------ Information supplied ------

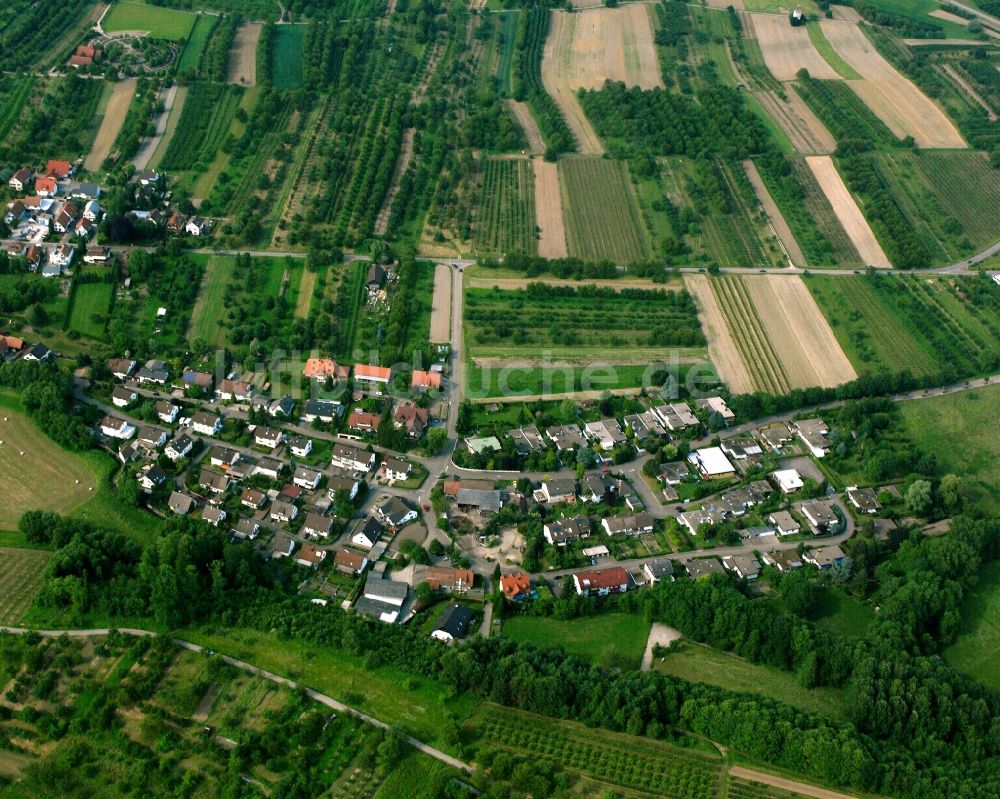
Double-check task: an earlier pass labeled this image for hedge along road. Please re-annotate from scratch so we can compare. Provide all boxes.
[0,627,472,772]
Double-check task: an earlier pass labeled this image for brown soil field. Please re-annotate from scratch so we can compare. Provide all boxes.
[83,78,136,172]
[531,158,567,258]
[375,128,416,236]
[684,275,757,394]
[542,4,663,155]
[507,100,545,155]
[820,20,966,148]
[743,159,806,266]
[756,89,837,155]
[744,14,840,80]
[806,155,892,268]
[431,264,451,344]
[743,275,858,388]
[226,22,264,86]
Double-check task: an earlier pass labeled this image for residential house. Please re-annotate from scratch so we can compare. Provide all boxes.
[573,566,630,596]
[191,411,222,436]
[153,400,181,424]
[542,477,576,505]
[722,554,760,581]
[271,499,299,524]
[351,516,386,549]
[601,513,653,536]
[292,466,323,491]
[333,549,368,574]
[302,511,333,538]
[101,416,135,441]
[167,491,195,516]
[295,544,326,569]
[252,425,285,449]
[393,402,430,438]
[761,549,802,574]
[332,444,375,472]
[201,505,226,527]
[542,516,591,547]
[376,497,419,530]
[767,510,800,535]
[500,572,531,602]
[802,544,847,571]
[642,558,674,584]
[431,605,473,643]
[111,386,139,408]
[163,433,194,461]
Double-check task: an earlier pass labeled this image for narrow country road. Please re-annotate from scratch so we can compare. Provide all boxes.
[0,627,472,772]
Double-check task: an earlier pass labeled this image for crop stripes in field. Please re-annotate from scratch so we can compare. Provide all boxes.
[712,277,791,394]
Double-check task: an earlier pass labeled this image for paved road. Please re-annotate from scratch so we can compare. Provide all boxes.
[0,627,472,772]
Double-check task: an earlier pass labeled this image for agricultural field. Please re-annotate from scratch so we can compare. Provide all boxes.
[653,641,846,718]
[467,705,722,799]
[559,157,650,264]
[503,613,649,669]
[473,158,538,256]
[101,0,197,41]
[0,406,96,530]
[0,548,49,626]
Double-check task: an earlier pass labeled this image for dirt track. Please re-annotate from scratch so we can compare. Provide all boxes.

------

Reproduce all of the rows above with their text lines included, but multiply every bounding-box coordinate by 1.15 and round each result to a whole number, rounding halves up. Leave the pictures out.

Double-check task: an earlier pass labeled this image for hedge along road. Please re-annotate from scratch so we can compare. Provide all boxes.
[0,721,543,888]
Double-check task: an earlier pass labeled this image for brown soil field. Please re-annotate from scratch so we can compare. Provide all boxes.
[95,90,156,198]
[611,182,652,297]
[431,147,478,271]
[787,316,871,453]
[623,5,762,178]
[583,115,627,178]
[943,23,1111,170]
[854,183,927,306]
[869,102,963,178]
[856,16,966,92]
[927,178,1026,308]
[496,304,519,396]
[854,316,987,446]
[260,25,304,99]
Double-check task: an earlier pass labeled this image for residential house. Please re-annotate from scratch so we can compare. Provide all boxes.
[659,651,725,685]
[220,473,255,501]
[176,460,208,488]
[623,549,662,581]
[830,637,874,668]
[312,574,344,603]
[404,593,444,631]
[691,590,751,616]
[336,536,371,565]
[383,631,423,660]
[347,588,383,619]
[116,478,155,507]
[192,565,224,593]
[339,626,375,654]
[290,489,328,516]
[452,462,495,504]
[875,631,922,660]
[382,511,431,543]
[231,581,260,606]
[623,593,680,629]
[432,572,482,610]
[882,587,920,615]
[575,658,611,692]
[922,626,974,657]
[738,642,775,672]
[496,696,544,739]
[128,444,160,469]
[187,498,223,530]
Double-check task: an earlier pass labeled this image for narrow country road. Please re-annotate from scratch so we can compare. Provide all boxes.
[0,721,543,888]
Double-check task: an earlier pass labeled this image for crop stripes in field. Please re-annotate from scratch so we can compare. Provide all boxes.
[819,319,910,453]
Double-check task: an earlier pass labeled this image for paved road. Please re-annotate from scratch so we can compare. Provide all boxes.
[0,721,543,888]
Double-check task: an earlier pass labeled this image for agricultural field. Please re-annotate from scratch so we can compare. Provide all boxes.
[751,737,973,826]
[537,811,830,919]
[643,181,748,304]
[578,705,746,769]
[544,182,619,294]
[116,0,227,47]
[0,467,110,610]
[0,630,56,720]
Double-check task: an earlier pass labeled this image for dirt track. Please re-annotate from scratch so we can compare. Provide all boxes.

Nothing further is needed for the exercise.